EXERCICE PROPOSÉ A — Imprimez le passage sur le cinéma français, depuis « Alors que les » jusqu'à « ces dernières années. » inclus.
EXERCICE PROPOSÉ B — Poursuivez le passage sur le cinéma français à la suite de sa dernière phrase.

PASSAGE FOURNI —
════
Alors que les salles de cinéma sont toujours fermées au public, certains membres de la rédaction du Magduciné font un petit tour d’horizon à propos du cinéma français actuel et son rapport avec le grand public sur ces dernières années.

1 – Votre film français préféré ? 

Chloé Margueritte : Difficile de choisir, dans mon top 10, plusieurs films sont français, je pourrais donc citer : Portrait de la jeune fille en feu de Céline Sciamma, rarement un film aura été aussi précieux pour moi par son approche, sa mise en scène, son regard, son invitation au regard sur l’autre plus intense, moins calibré… Il y a aussi, indétrônable depuis de nombreuses années, De battre mon cœur s’est arrêté de Jacques Audiard. Deux auteurs extrêmement différents, mais qui pour moi se rejoignent par leur capacité à aller au-delà des apparences. La part de féminin, de douceur, que va toujours chercher Audiard chez ses personnages masculins en apparence machos. Et l’émancipation que Sciamma parvient à aller trouver dans ses films pour ses personnages féminins, sans forcer, dans des époques et des situations où elles ne l’étaient pas forcément. Ils cherchent des utopies, mêmes manquées et c’est ça qui est beau ! Deux auteurs qui sont allés filmer des personnages « issus de la diversité » comme on dit. Bref, pas des films d’appartements bourgeois.
════
EXTRAIT DE DONNÉES —
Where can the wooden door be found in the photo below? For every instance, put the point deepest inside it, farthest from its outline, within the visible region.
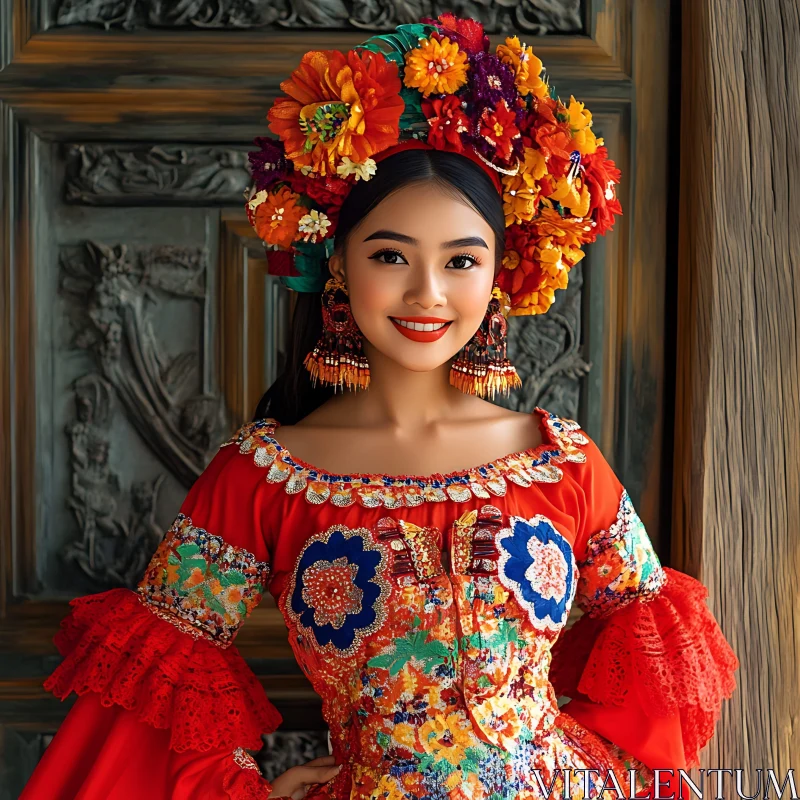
════
RÉPONSE ATTENDUE A —
Alors que les salles de cinéma sont toujours fermées au public, certains membres de la rédaction du Magduciné font un petit tour d’horizon à propos du cinéma français actuel et son rapport avec le grand public sur ces dernières années.

RÉPONSE ATTENDUE B —
Hervé Aubert : La réponse ne peut, bien entendu, qu’être symbolique. Comment choisir entre Les Enfants du Paradis, Ne nous fâchons pas, ou Max et les Ferrailleurs ? Donc, symboliquement, je choisirais Le Cercle rouge, de Melville. D’abord parce que c’est un film d’acteurs, avec ce qui est, pour moi, le meilleur rôle d’Yves Montand. Sa scène de delirium tremens reste gravée dans ma mémoire. Et aussi parce que Melville était un maître, un de ces cinéastes immédiatement reconnaissable, avec son sens du tragique et la couleur qu’il donne à ses images. Le film se déroule de façon implacable et Melville sait prêter attention au moindre geste, au moindre mot. Dans une mise en scène dépouillée, chaque détail prend tout de suite une importance capitale.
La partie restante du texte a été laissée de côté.